[PROBLEM DESCRIPTION]
Render every line of the data below as a numbered list, skipping any blank lines.

[INFORMATION SHOWN]
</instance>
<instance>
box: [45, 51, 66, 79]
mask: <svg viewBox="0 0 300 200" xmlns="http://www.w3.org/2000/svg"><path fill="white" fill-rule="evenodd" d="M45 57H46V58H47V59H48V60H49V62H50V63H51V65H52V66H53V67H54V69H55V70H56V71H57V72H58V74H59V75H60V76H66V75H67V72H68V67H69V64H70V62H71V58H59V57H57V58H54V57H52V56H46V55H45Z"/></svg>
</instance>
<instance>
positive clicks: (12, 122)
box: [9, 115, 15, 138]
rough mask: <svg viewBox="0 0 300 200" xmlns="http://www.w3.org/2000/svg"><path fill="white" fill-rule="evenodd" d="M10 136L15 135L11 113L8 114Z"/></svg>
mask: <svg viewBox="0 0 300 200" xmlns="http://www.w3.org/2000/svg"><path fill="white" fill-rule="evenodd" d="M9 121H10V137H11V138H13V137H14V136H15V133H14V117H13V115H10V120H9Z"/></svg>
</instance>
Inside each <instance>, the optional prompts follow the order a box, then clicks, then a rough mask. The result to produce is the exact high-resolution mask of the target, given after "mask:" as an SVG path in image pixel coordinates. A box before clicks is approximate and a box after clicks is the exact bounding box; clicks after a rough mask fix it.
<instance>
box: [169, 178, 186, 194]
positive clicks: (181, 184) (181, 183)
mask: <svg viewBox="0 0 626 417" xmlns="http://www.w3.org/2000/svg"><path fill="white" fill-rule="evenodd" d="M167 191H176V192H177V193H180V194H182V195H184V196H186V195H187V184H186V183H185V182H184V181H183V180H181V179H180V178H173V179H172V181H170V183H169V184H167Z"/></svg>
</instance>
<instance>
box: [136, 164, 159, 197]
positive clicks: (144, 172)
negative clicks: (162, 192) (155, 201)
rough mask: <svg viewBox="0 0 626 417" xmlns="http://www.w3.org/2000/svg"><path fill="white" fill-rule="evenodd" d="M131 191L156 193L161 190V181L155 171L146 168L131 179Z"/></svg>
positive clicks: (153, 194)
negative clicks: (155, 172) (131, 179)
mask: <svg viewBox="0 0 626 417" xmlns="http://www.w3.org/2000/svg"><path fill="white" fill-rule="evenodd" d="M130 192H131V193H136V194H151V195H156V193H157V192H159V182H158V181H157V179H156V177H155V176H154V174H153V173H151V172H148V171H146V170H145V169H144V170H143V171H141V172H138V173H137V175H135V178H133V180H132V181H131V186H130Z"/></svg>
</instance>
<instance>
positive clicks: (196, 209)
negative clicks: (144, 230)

[WORKED SOLUTION]
1. </instance>
2. <instance>
3. box: [45, 51, 66, 79]
4. mask: <svg viewBox="0 0 300 200" xmlns="http://www.w3.org/2000/svg"><path fill="white" fill-rule="evenodd" d="M45 57H46V58H47V59H48V60H49V62H50V63H51V65H52V66H53V67H54V69H55V70H56V71H57V72H58V74H59V75H60V76H66V75H67V72H68V67H69V64H70V62H71V58H59V57H57V58H54V57H52V56H46V55H45Z"/></svg>
5. </instance>
6. <instance>
7. positive clicks: (12, 122)
8. box: [9, 115, 15, 138]
9. rough mask: <svg viewBox="0 0 300 200" xmlns="http://www.w3.org/2000/svg"><path fill="white" fill-rule="evenodd" d="M10 136L15 135L11 113L8 114Z"/></svg>
10. mask: <svg viewBox="0 0 300 200" xmlns="http://www.w3.org/2000/svg"><path fill="white" fill-rule="evenodd" d="M9 121H10V137H11V138H13V137H14V136H15V133H14V117H13V115H10V120H9Z"/></svg>
11. </instance>
12. Inside each <instance>, the optional prompts follow the order a box, then clicks, then a rough mask. The result to produce is the exact high-resolution mask of the target, given after "mask:" as an SVG path in image pixel coordinates. A box before clicks is approximate and a box after clicks is the exact bounding box; clicks after a rough mask fix it.
13. <instance>
14. box: [169, 178, 186, 194]
15. positive clicks: (181, 184) (181, 183)
16. mask: <svg viewBox="0 0 626 417" xmlns="http://www.w3.org/2000/svg"><path fill="white" fill-rule="evenodd" d="M167 191H176V192H177V193H180V194H182V195H184V196H186V195H187V184H186V183H185V182H184V181H183V180H181V179H180V178H173V179H172V181H170V183H169V184H167Z"/></svg>
17. </instance>
18. <instance>
19. box: [136, 164, 159, 197]
20. positive clicks: (144, 172)
21. negative clicks: (162, 192) (155, 201)
22. rough mask: <svg viewBox="0 0 626 417" xmlns="http://www.w3.org/2000/svg"><path fill="white" fill-rule="evenodd" d="M131 191L156 193L161 190V181L155 171L146 168L131 179Z"/></svg>
23. positive clicks: (153, 194)
24. negative clicks: (155, 172) (131, 179)
25. mask: <svg viewBox="0 0 626 417" xmlns="http://www.w3.org/2000/svg"><path fill="white" fill-rule="evenodd" d="M130 192H131V193H136V194H151V195H156V193H157V192H159V182H158V181H157V179H156V177H155V176H154V174H153V173H151V172H148V171H146V170H145V169H144V170H143V171H141V172H138V173H137V175H135V178H133V180H132V181H131V186H130Z"/></svg>
26. </instance>
27. <instance>
28. positive clicks: (196, 209)
29. negative clicks: (144, 230)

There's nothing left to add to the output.